┌─ BRANO DEL TESTO

Cosa vuol dire per te lavorare smart (al di là della situazione emergenziale)?
Vuol dire trovare un equilibrio professionale diverso da prima. Organizzarsi per essere più imprenditori di sé stessi. Essere fortemente orientati agli obiettivi e non ai compiti. Vuol dire avere, nel rispetto di una pianificazione aziendale e commerciale, la libertà di decidere quando, dove e come svolgere il proprio lavoro.
Un esempio: per me la macchina è parte integrante della (mia) attività smart, perché è lì che concentro le attività di call e meeting (quando faccio il tratto di strada casa-lavoro per ottimizzare e risparmiare tempo).
Oggi per me lo smart working vuol dire well-being: mi permette di governare bene gli spazi dentro i quali mi sposto. Ovviamente tutto questo va visto in un’ottica di pianificazione che tenga conto anche dell’organizzazione e della flessibilità dei colleghi. Lo smart working dal mio punto di vista esaspera l’esigenza di non avere solo un’organizzazione individuale ma di ufficio complessiva (noi evitiamo ad esempio di intossicarci di connessione, con attenzione agli orari di tutti).
Smart working è sia un approccio culturale e manageriale, sia un modello organizzativo molto fluido che fa fatica all’inizio ad essere messo in pratica, non è la soluzione a tutti mali, ma sicuramente è una soluzione che se gestita bene genera equilibrio.

└─
┌─ DATI DA CONTROLLARE

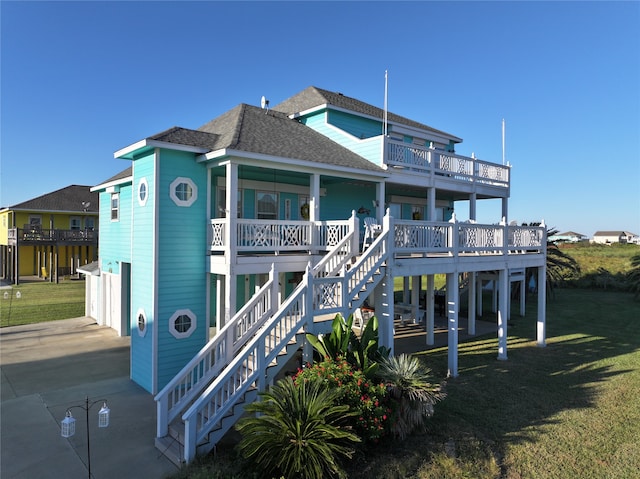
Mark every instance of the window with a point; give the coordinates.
(115, 206)
(75, 223)
(182, 324)
(267, 205)
(222, 203)
(143, 192)
(183, 191)
(141, 322)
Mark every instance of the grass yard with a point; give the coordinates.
(569, 410)
(37, 302)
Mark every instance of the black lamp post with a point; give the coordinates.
(69, 423)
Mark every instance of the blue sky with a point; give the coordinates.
(80, 80)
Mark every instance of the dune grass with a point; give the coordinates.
(37, 302)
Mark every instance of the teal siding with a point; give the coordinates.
(369, 147)
(115, 236)
(181, 254)
(142, 274)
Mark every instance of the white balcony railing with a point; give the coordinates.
(454, 238)
(253, 235)
(457, 167)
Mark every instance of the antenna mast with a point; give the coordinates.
(386, 81)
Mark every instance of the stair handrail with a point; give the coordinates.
(247, 367)
(214, 355)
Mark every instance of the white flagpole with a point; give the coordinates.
(386, 81)
(503, 142)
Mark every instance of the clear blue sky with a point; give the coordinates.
(81, 80)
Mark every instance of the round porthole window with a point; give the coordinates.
(182, 323)
(141, 322)
(143, 192)
(183, 191)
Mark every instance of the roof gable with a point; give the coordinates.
(69, 198)
(313, 97)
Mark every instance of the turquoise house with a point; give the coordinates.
(220, 246)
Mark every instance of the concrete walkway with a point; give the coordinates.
(48, 367)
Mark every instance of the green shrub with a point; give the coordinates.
(301, 431)
(367, 399)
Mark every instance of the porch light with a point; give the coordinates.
(68, 425)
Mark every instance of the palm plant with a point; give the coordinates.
(299, 433)
(408, 382)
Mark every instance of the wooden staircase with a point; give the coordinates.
(203, 402)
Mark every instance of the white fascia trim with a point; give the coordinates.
(121, 181)
(146, 143)
(257, 159)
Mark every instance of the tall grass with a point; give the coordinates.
(37, 302)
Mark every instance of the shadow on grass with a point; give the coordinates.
(500, 400)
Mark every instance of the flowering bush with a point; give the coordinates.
(369, 399)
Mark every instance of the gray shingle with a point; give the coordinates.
(312, 97)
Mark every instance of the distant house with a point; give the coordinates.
(49, 236)
(568, 236)
(608, 237)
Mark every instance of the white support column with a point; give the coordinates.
(415, 298)
(471, 320)
(503, 281)
(431, 204)
(220, 298)
(472, 206)
(314, 210)
(479, 298)
(430, 309)
(542, 304)
(505, 210)
(384, 310)
(453, 294)
(380, 195)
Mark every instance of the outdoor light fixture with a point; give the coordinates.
(68, 424)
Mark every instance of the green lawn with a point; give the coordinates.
(41, 301)
(568, 410)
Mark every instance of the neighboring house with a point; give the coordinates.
(608, 237)
(267, 222)
(568, 236)
(49, 236)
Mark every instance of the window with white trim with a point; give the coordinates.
(182, 323)
(267, 205)
(115, 206)
(143, 191)
(183, 191)
(141, 322)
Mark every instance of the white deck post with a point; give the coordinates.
(503, 280)
(542, 301)
(471, 327)
(453, 294)
(430, 309)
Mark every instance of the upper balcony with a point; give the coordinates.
(35, 235)
(454, 167)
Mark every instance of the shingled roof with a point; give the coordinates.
(267, 132)
(313, 97)
(71, 198)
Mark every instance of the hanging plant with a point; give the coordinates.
(304, 211)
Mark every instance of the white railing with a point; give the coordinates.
(248, 369)
(454, 238)
(254, 235)
(458, 167)
(213, 357)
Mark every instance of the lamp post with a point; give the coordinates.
(68, 424)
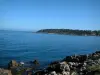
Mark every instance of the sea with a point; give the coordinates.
(28, 46)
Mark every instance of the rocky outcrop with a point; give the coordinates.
(5, 72)
(12, 64)
(71, 65)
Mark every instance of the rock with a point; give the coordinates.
(36, 62)
(5, 72)
(12, 64)
(65, 73)
(53, 73)
(22, 63)
(74, 73)
(64, 66)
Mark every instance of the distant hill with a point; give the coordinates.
(71, 32)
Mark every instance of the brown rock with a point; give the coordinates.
(12, 64)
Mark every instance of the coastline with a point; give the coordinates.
(87, 64)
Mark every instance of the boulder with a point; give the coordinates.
(36, 62)
(5, 72)
(12, 64)
(64, 66)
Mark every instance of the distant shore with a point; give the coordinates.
(71, 32)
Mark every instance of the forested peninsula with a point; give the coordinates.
(71, 32)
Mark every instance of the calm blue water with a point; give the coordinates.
(27, 46)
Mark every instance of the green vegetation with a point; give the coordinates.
(71, 32)
(94, 68)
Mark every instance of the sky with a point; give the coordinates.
(47, 14)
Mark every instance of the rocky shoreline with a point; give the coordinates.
(71, 65)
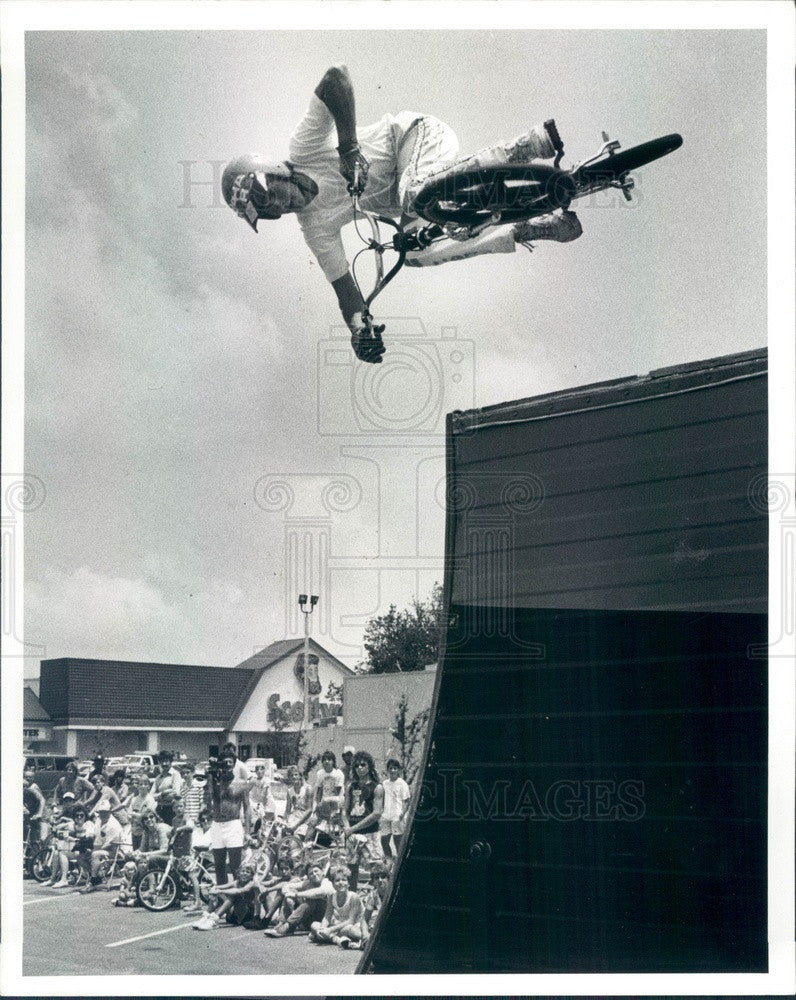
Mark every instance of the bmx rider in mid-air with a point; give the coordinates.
(388, 162)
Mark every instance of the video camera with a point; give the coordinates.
(217, 769)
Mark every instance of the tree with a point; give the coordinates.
(408, 735)
(404, 640)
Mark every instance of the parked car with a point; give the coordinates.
(135, 762)
(266, 762)
(48, 769)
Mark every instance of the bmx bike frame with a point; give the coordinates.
(582, 179)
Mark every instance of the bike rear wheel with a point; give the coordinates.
(498, 194)
(291, 850)
(614, 167)
(157, 891)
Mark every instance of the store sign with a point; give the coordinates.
(284, 713)
(313, 681)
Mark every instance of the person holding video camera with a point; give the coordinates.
(227, 801)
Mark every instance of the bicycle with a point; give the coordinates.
(461, 202)
(160, 887)
(327, 847)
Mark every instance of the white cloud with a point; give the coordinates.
(85, 612)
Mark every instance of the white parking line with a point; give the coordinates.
(141, 937)
(45, 899)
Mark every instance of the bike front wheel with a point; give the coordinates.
(157, 891)
(41, 867)
(291, 850)
(496, 195)
(613, 167)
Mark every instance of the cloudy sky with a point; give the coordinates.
(204, 440)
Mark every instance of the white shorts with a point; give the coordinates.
(225, 835)
(388, 827)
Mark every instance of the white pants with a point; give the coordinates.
(434, 150)
(228, 834)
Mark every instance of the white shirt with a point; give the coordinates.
(395, 794)
(108, 834)
(331, 784)
(313, 150)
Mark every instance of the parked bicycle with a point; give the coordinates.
(163, 885)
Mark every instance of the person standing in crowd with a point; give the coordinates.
(166, 786)
(260, 796)
(363, 809)
(118, 782)
(298, 806)
(82, 840)
(97, 765)
(193, 792)
(63, 828)
(240, 770)
(107, 841)
(348, 764)
(227, 800)
(72, 782)
(328, 793)
(107, 795)
(142, 801)
(33, 806)
(396, 805)
(155, 838)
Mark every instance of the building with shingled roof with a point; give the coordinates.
(120, 707)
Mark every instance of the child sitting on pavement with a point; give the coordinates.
(343, 921)
(236, 901)
(271, 898)
(304, 902)
(374, 897)
(128, 894)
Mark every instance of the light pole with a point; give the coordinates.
(303, 600)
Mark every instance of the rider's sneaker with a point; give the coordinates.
(562, 227)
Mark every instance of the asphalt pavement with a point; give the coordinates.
(66, 934)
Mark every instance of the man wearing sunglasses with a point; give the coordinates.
(386, 163)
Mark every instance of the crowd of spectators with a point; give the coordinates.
(222, 817)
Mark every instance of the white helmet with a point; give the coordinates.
(244, 185)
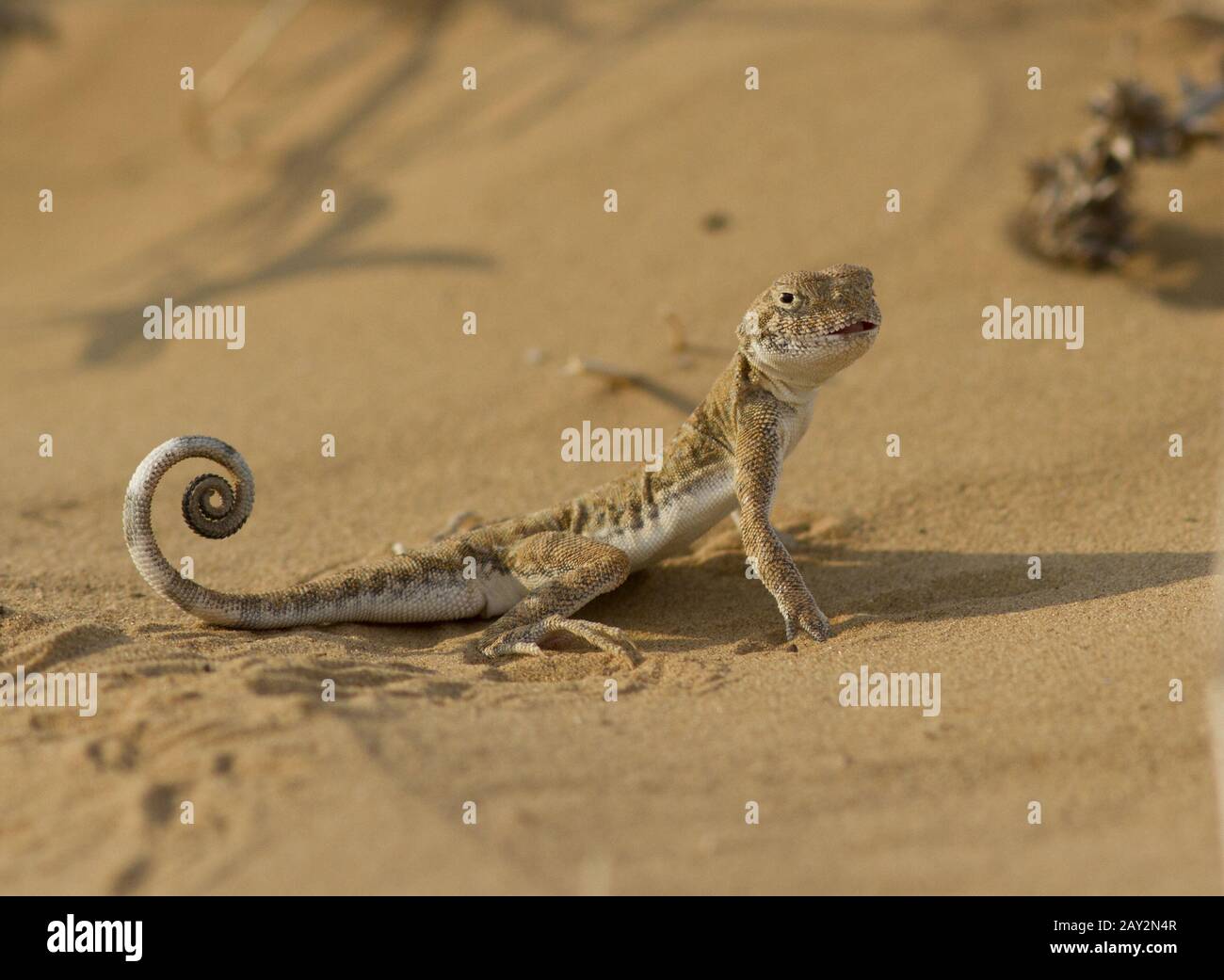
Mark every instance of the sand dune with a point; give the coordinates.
(1054, 690)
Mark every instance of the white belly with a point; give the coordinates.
(677, 523)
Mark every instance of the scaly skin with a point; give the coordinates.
(537, 570)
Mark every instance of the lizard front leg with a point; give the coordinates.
(758, 469)
(563, 571)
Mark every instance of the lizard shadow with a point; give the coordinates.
(873, 586)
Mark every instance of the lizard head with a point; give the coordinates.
(808, 326)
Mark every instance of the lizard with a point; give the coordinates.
(533, 572)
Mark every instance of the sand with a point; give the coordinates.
(1053, 690)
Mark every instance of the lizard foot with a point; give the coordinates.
(526, 639)
(812, 621)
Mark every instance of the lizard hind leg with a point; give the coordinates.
(562, 571)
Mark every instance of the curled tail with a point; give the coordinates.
(393, 592)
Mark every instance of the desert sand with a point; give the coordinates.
(1054, 690)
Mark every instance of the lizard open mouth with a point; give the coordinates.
(863, 326)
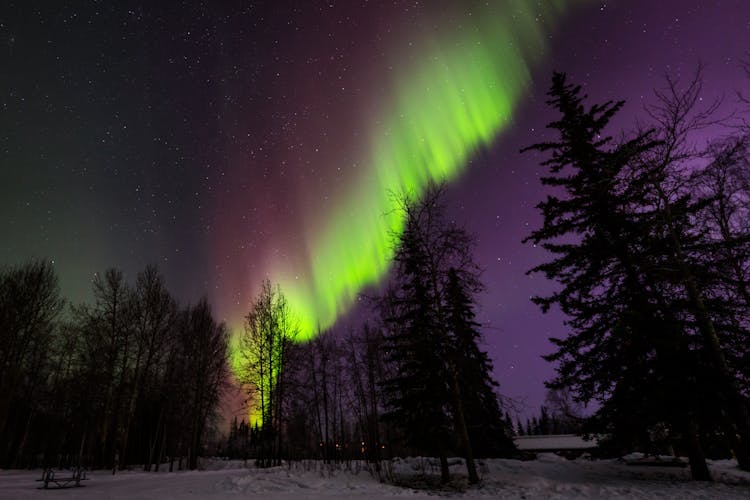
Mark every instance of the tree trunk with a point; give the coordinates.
(698, 468)
(445, 475)
(463, 433)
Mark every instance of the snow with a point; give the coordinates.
(554, 442)
(549, 477)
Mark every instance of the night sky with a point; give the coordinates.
(232, 141)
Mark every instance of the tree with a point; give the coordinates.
(440, 382)
(202, 344)
(627, 342)
(264, 345)
(30, 304)
(486, 425)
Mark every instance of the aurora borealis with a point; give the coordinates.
(457, 91)
(234, 141)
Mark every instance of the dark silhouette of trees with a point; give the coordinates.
(30, 305)
(269, 332)
(629, 255)
(128, 379)
(438, 384)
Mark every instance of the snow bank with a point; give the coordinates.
(549, 477)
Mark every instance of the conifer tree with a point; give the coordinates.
(627, 346)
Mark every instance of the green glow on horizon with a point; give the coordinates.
(454, 94)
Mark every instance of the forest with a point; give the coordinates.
(648, 240)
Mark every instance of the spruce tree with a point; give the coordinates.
(625, 333)
(484, 418)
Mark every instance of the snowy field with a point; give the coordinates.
(549, 477)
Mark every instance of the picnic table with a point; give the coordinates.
(62, 478)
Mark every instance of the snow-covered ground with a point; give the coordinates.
(548, 477)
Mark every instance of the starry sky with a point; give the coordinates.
(220, 139)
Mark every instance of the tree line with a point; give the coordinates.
(649, 236)
(415, 381)
(132, 378)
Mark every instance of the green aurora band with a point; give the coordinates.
(459, 91)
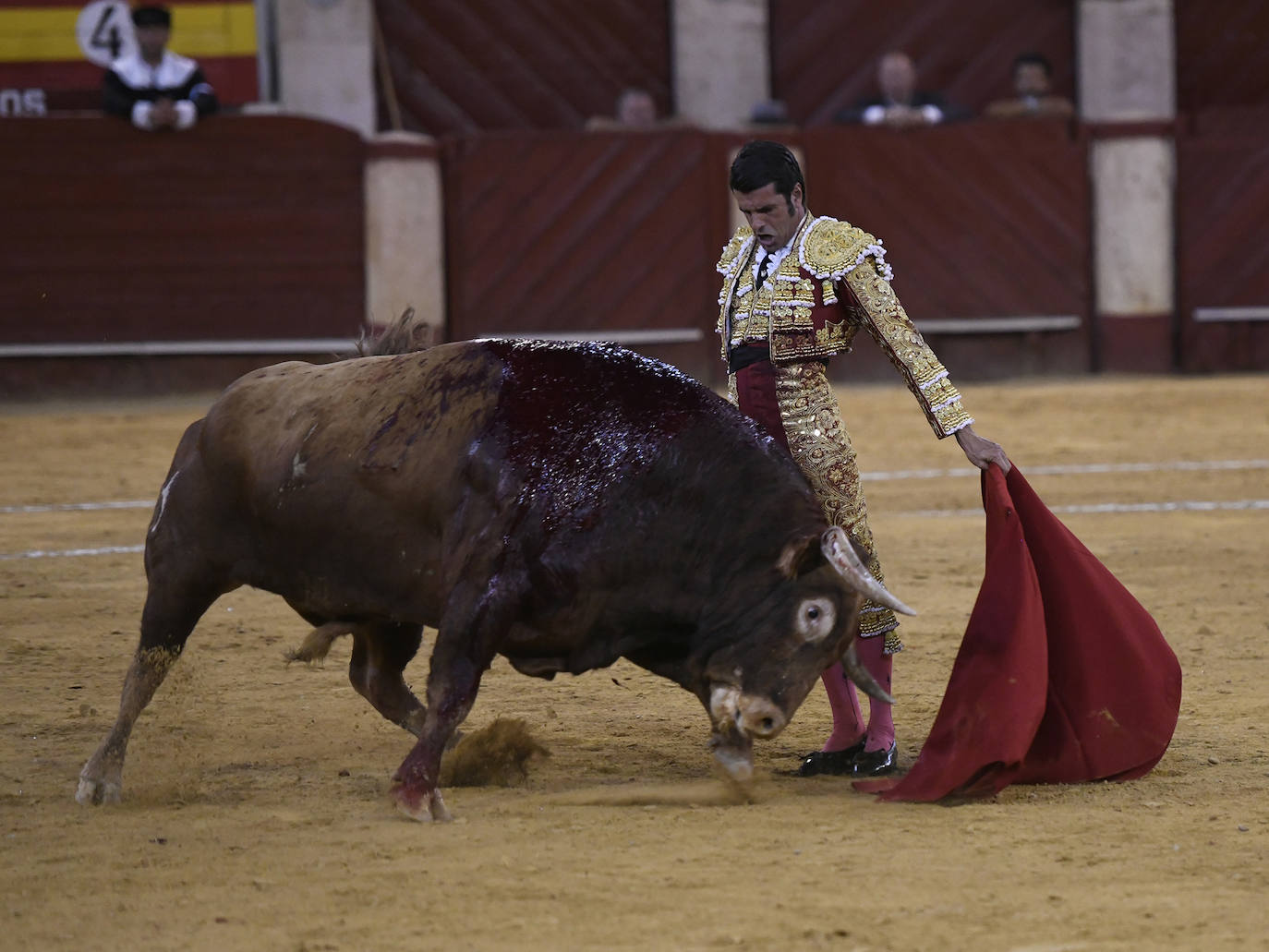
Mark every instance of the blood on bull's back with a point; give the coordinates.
(563, 505)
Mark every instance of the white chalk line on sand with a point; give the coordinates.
(879, 476)
(1187, 505)
(68, 552)
(1190, 505)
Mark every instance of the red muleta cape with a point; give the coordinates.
(1062, 677)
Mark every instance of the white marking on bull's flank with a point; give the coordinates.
(163, 501)
(1079, 468)
(1186, 505)
(70, 552)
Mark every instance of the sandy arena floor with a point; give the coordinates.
(255, 813)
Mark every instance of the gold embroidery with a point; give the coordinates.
(821, 448)
(831, 247)
(925, 376)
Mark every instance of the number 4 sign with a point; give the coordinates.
(104, 30)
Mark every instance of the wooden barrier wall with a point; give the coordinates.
(470, 65)
(1222, 187)
(243, 229)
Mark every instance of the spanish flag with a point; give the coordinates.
(54, 53)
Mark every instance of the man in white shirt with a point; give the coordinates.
(152, 87)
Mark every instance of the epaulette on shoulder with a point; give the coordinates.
(733, 249)
(831, 249)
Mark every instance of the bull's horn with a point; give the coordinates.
(854, 668)
(841, 556)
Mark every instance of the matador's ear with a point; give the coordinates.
(800, 556)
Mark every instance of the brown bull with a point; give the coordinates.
(562, 505)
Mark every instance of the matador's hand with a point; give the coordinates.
(981, 451)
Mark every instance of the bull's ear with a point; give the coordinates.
(800, 556)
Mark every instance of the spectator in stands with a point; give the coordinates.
(634, 109)
(1032, 95)
(152, 87)
(900, 104)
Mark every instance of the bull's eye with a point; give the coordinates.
(815, 619)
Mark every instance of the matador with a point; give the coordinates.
(796, 290)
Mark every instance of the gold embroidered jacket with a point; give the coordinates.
(834, 281)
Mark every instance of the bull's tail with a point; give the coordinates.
(316, 646)
(406, 335)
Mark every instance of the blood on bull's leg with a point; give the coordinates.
(465, 643)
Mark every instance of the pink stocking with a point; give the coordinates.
(848, 720)
(881, 716)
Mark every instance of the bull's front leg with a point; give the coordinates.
(465, 644)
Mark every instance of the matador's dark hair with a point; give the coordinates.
(762, 163)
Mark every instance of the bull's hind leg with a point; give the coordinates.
(166, 622)
(380, 654)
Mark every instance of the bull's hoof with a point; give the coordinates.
(739, 765)
(94, 792)
(421, 806)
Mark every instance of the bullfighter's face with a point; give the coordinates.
(773, 217)
(755, 686)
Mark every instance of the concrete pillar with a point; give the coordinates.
(721, 60)
(325, 61)
(405, 230)
(1129, 88)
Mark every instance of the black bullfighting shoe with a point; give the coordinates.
(875, 763)
(835, 762)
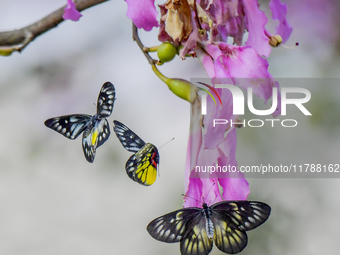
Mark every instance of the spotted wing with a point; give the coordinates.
(196, 240)
(142, 166)
(232, 219)
(94, 136)
(106, 99)
(69, 126)
(172, 227)
(128, 138)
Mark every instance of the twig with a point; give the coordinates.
(19, 39)
(135, 37)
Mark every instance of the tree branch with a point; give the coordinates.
(19, 39)
(136, 38)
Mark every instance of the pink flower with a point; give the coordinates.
(143, 13)
(204, 187)
(70, 12)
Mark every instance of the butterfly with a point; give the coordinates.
(95, 128)
(143, 164)
(195, 228)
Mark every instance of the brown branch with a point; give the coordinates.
(135, 37)
(19, 39)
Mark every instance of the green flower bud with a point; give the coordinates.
(179, 87)
(182, 89)
(166, 52)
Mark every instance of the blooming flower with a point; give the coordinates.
(70, 12)
(202, 28)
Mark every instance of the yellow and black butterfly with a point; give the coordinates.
(142, 165)
(96, 128)
(195, 228)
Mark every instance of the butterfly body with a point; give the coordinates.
(143, 164)
(95, 128)
(224, 223)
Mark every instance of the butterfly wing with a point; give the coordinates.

└─

> **COSA FARE**
Riporta parola per parola un pezzo del testo sullo smart working: parti dalle parole "Un esempio: per" e fermati dopo "e risparmiare tempo).".

> **RISPOSTA**
Un esempio: per me la macchina è parte integrante della (mia) attività smart, perché è lì che concentro le attività di call e meeting (quando faccio il tratto di strada casa-lavoro per ottimizzare e risparmiare tempo).